TASKS FOR THIS EXERCISE
(1) Answer these from the Orange County COVID-19 excerpt:
(a) By what date does Dr. Clayton Chau expect the county to move up to the red tier?
(b) How many people has the state inoculated in its Health Equity Quartile category?
(c) What was the county's overall positivity rate as of Thursday?
(2) Rewrite the stretch of the Orange County COVID-19 excerpt from "There are other" through "as of Wednesday.", putting "care homes" in place of "nursing homes".

SELECTED EXTRACT
────────────────────────────────────────

Dr. Clayton Chau, the county’s chief health officer and director of the Orange County Health Care Agency, expects the county to graduate up to the red tier by March 17, St. Patrick’s Day.
The state’s new program to focus more on inoculating Californians in COVID-19 hot spots in disadvantaged communities may help accelerate the county’s move into the red tier, Kim said.
The state has 1.6 million inoculated in its Health Equity Quartile category and is aiming to get that number to two million.
“We should hit two million in HQI in a couple of days,” said Orange County Supervisor Lisa Bartlett. “With all that coming together, we’ll progress very quickly into the red tier.”
As of Thursday, the county is at seven cases per 100,000, which is right at the bottom of the most-restrictive purple tier.
“Between now and Sunday, I would expect that number to keep on a downward path, but nothing is assured,” Kim said.
The overall positivity rate was at 3.5 as of Thursday, and the Health Equity Quartile positivity rate at 4.5, “the lowest number we’ve had since we started measuring equity,” Kim said.
Testing demand has declined, which could indicate less infections, he said. But Kim encouraged anyone feeling under the weather to get a test.
There are other signs that the county’s infection rate is on the decline.
Outbreaks — defined as two or more confirmed cases within the past two weeks — have declined significantly in the county’s nursing homes, with just two skilled nursing facilities and three elderly assisted living facilities in that metric as of Wednesday.

────────────────────────────────────────

RECORD EXTRACTS
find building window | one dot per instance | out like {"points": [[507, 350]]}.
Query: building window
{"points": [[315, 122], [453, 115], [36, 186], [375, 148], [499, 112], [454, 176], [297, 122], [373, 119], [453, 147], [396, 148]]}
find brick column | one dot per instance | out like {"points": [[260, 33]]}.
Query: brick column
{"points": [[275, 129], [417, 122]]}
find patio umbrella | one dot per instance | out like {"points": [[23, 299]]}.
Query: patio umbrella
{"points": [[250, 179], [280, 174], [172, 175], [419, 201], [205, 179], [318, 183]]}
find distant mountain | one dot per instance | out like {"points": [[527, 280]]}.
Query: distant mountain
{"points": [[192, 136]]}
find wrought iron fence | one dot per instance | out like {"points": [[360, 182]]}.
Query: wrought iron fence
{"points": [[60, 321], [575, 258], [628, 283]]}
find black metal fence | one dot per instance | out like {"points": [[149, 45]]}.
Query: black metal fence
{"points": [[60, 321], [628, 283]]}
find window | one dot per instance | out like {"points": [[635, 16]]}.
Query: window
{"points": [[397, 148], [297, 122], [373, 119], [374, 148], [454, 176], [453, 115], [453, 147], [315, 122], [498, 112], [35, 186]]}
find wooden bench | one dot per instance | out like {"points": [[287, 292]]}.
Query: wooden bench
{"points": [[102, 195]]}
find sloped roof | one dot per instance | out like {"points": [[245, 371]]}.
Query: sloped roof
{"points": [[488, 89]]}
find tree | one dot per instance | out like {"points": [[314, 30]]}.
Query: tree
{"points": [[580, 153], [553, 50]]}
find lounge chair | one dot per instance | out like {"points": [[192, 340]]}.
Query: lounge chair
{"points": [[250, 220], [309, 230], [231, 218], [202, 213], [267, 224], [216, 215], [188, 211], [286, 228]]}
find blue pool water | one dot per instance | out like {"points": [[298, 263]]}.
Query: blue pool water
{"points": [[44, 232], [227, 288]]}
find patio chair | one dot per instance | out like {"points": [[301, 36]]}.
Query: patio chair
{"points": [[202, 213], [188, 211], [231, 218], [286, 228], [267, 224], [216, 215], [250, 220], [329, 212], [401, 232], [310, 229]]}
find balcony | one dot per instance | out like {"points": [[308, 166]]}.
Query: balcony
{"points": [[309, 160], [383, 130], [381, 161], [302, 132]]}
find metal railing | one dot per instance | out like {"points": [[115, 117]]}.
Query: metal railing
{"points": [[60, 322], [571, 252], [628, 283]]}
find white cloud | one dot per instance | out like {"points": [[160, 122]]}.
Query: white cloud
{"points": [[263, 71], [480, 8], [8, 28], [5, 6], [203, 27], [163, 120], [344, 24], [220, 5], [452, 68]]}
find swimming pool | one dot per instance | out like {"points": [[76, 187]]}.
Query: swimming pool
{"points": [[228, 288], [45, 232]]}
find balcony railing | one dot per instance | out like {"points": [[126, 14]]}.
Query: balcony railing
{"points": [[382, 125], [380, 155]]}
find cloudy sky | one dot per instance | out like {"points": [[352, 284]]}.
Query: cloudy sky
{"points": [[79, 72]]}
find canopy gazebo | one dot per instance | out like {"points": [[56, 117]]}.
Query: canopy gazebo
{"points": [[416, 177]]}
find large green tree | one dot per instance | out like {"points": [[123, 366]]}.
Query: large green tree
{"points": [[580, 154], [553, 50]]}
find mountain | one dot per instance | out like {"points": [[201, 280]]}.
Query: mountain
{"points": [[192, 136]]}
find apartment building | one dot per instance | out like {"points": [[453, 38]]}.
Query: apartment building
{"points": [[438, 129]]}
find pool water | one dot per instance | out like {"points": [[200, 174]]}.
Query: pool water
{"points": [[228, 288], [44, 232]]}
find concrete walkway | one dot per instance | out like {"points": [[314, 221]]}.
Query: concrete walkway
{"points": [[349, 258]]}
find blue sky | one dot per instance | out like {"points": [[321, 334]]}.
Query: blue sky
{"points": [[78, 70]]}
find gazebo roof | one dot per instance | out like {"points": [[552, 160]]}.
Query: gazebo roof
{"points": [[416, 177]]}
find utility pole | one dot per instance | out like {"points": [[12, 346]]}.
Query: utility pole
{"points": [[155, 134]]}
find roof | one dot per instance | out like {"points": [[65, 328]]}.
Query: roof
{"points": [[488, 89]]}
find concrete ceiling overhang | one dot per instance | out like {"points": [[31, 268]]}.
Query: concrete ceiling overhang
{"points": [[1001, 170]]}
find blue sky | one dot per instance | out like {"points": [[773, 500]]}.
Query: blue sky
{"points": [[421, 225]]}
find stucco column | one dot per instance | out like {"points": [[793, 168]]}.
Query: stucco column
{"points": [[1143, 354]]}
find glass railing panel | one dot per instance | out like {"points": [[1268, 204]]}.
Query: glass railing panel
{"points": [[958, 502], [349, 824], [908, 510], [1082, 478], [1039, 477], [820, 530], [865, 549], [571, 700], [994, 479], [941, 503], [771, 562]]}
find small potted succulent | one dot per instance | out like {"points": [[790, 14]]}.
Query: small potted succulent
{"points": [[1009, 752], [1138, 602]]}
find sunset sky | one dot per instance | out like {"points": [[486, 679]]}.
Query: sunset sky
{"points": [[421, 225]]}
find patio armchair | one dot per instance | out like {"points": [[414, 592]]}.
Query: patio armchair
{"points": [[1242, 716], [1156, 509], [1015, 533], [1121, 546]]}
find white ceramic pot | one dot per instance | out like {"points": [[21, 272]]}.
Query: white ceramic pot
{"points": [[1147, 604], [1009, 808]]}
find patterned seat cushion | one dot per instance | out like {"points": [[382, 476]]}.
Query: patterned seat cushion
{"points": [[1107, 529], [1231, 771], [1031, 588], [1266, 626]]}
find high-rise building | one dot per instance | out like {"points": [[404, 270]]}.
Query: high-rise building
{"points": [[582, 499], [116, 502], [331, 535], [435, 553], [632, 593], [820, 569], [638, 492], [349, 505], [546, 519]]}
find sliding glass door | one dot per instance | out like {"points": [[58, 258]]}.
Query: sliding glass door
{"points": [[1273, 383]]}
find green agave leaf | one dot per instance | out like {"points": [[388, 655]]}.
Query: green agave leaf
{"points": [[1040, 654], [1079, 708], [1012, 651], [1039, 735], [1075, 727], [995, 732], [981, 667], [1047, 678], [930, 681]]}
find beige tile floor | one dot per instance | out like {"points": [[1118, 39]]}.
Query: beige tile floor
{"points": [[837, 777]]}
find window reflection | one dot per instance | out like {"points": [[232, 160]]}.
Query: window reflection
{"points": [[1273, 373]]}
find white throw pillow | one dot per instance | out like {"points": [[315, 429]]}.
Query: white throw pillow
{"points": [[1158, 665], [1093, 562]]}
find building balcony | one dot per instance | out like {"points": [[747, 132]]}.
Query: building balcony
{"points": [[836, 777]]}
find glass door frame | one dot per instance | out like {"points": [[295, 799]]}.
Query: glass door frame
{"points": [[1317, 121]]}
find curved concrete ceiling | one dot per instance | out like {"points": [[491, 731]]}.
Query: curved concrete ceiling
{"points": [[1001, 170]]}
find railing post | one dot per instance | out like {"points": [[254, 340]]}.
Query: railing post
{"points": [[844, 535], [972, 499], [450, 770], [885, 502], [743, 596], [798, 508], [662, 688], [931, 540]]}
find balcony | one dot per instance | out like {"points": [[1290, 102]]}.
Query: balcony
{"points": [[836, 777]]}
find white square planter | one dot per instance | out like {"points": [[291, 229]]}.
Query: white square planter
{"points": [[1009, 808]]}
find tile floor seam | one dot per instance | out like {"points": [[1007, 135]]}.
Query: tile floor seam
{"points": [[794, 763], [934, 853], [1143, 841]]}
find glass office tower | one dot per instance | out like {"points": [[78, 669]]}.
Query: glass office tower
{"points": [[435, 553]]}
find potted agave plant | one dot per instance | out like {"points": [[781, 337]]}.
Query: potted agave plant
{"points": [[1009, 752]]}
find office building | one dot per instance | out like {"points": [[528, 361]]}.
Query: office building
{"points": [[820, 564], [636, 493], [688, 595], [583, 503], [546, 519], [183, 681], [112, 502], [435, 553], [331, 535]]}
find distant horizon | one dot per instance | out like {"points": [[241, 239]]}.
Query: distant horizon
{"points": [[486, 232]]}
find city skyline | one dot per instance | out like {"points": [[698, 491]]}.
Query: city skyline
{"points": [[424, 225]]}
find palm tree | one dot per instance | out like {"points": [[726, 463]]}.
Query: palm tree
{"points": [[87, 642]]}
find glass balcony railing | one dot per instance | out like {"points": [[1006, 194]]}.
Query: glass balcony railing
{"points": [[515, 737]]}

────────────────────────────────────────

RESPONSES FOR EACH TASK
(1)
(a) March 17, St. Patrick's Day.
(b) 1.6 million.
(c) 3.5.

(2)
There are other signs that the county’s infection rate is on the decline.
Outbreaks — defined as two or more confirmed cases within the past two weeks — have declined significantly in the county’s care homes, with just two skilled nursing facilities and three elderly assisted living facilities in that metric as of Wednesday.